*The exercise*
Rewrite the lines of the records below as a Markdown table with the columns "Row" and "Line", starting at the line that contains "In the photograph above, where can the jacket" and continuing through the end of the records. Leave out blank lines.

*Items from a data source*
_ _ _ _ _ _ _

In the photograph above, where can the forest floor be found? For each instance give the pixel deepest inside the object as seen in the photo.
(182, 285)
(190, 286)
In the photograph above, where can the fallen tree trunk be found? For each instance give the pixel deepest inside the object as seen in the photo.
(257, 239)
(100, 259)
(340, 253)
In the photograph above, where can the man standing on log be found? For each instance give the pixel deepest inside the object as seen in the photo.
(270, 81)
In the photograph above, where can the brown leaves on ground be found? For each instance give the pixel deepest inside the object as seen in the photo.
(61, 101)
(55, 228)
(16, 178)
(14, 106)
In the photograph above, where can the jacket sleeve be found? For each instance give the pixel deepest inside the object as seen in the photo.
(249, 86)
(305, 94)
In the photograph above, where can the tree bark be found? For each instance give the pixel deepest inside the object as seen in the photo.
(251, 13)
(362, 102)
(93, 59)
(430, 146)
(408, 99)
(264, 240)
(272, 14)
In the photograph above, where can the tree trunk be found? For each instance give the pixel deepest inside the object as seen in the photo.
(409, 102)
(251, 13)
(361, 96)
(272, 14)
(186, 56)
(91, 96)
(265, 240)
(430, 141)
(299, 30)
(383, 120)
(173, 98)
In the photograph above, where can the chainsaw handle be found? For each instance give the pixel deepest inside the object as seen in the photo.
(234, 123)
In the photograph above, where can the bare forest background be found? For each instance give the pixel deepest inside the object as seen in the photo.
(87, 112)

_ _ _ _ _ _ _

*Exercise response*
| Row | Line |
|---|---|
| 1 | In the photograph above, where can the jacket sleeve be found? For each instance give the pixel deepest inside the object as seen in the photo. |
| 2 | (249, 86) |
| 3 | (305, 94) |
| 4 | In the photograph above, where can the tree bark be found? For each instance give the pixel deepest inside the object as seen in the photo. |
| 5 | (251, 13) |
| 6 | (362, 102) |
| 7 | (93, 59) |
| 8 | (430, 146) |
| 9 | (408, 99) |
| 10 | (264, 240) |
| 11 | (272, 14) |
| 12 | In the photograph above, where can the tree trunk be found? For each instance give the pixel deepest inside the object as seen in the photo. |
| 13 | (409, 102) |
| 14 | (251, 13) |
| 15 | (361, 96) |
| 16 | (272, 14) |
| 17 | (186, 56) |
| 18 | (91, 96) |
| 19 | (265, 240) |
| 20 | (430, 141) |
| 21 | (299, 30) |
| 22 | (383, 120) |
| 23 | (173, 98) |
| 24 | In the photograph above, where can the chainsaw handle be found? For each instance give the pixel deepest inside the object as seen in the photo. |
| 25 | (234, 123) |
| 26 | In the photograph above, where can the bare forest background be found? For each instance give the pixel deepest inside the object as seen in the photo. |
| 27 | (87, 112) |